-- Begin SELECTION --

The theme for 52Frames this week was Extreme Contrast. I went for a walk this morning, and first saw a nice reflection of the sun between branches in a puddle. I looked above, and was greeted by these beautiful tree silhouettes, and the sun peeking through both the clouds and the trees. I only had my phone with me, but I think it still did a good job of capturing that moment 🙂
The reveals for the 27th Photography Scavenger Hunt are done… which means I get to post my Behind the Scenes blog post, with all that I did for this round!
It’s been a tough round – I didn’t manage to do anything in December – December tends to always be a silly month, and December 2019 was a VERY silly month.
My January went a bit better – well enough that I found SOME inspiration for at least SOME of the words, and I even got a few pictures that I really like. A few of these started as “backup shots” – but generally speaking I’m not ashamed of anything I submitted this month (although I’m not necessarily HAPPY with everything I submitted.) And more importantly, I learnt a ton of things in the image processing/photo editing domain, and I gained some experience in “how to do things so that I avoid painting myself in a corner”.
Anyway, without further ado: my set of pictures for the Round 27 of the Photography Scavenger Hunt – roughly in the order where I decided I’d submit them.
Car
For the “car” theme, I was wholly out of ideas until I remembered that trams were also called street cars – and that I live in a city with a lot of trams. So I first went out with a camera around tram lines, and didn’t really get anything fun there. But then I also remembered we have a funicular, and that this funicular happens to run near a few tram lines too – so I went to a place where I could get both in the picture, spent some time for a (street) car and a (cable) car to synchronize (That actually happened fairly early, and not as well later on…!), and got a few shots, including this one, right out of darktable with essentially nothing done on it – it’s exposed on the left because I wanted to keep options for the sky there.

-- End SELECTION --
-- Begin RAW DATA --

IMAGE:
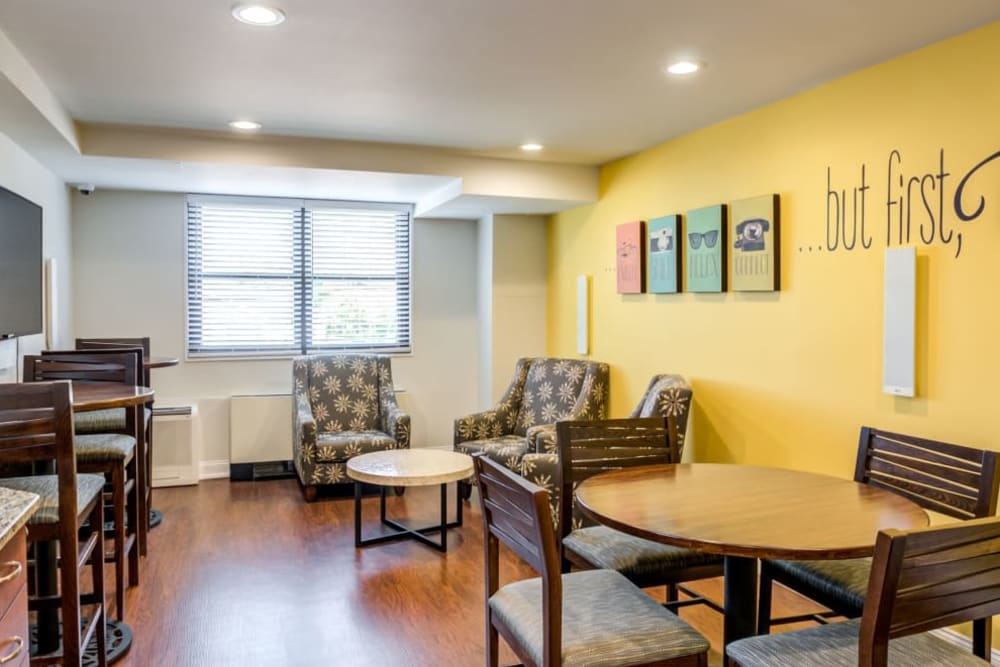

-- End RAW DATA --

ACTIONS TO TAKE:
A – Translate this sentence from the photography blog post into Spanish: "I went for a walk this morning, and first saw a nice reflection of the sun between branches in a puddle."
B – In the photography blog post, what other name for trams gave the writer an idea for the "car" theme?
C – Write the next part of the photography blog post, starting after its final sentence.

RESPONSES TO THE EXERCISE:
A – Esta mañana salí a caminar y primero vi un bonito reflejo del sol entre las ramas en un charco.

B – Street cars.

C –
The first image processing was in darktable – exposure, straightening, cropping. For the cropping I considered cropping more in the bottom of the picture and framing the tram below in a “cleaner” triangle, but I liked the picture less, because then I had a tendency to crop more sky as well to re-balance it, and I like that sky, even in B&W.
I was still not suuuuper convinced by the image itself, which is, in all fairness, pretty boring. So I decided to have a bit more fun with it, and pushed the cheesiness factor to 11 by getting my cars selectively colored – which is not something I had much experience with before, so that was a way to push my own boundaries when it comes to technique too. I wondered if I should also re-saturate the “regular” cars in the front; I decided against it because I think the image stands better “on its own” (i.e. without the reference to the theme) without them.
I did that operation in GIMP, and I will admit that I got suuuper lazy there – it’s probably ill-advised to pixel-peep on that picture, because the resaturation was definitely large-stroked. I decided I was happy enough with that and that I wouldn’t be much happier with a lot more time spent on that, so I decided to ship it that way 🙂
For Steps, I wasn’t very inspired – I have a few shots of stairs in front of Grossmünster (eh) that would have served as backup… until I remembered that there was PROBABLY some stairs going to the lake and that it might make an interesting picture. And indeed – there are a few stairs here and there; I consequently have a large amount of pictures with different lights and different handling of the polarizing factor, and this one ended up being my favorite raw one:
For the final picture, well, mostly basic edits in darktable for crop, exposure and so on – removing a bit of bird droppings on the steps too while I was at it, and there, picture!
I guess that goes for “another technical shot” for this one. My first idea of light trails was quite obviously getting some night long exposure somewhere – possibly around the train station, or to find a busy place, or possibly to go on top of the local mountain and try to get a long exposure of the city and hope for the best. Then I played around with the idea of doing some word light painting (because I’d never done that), and one thing led to another, and I ended up with playing with lights along a contour of my guitar.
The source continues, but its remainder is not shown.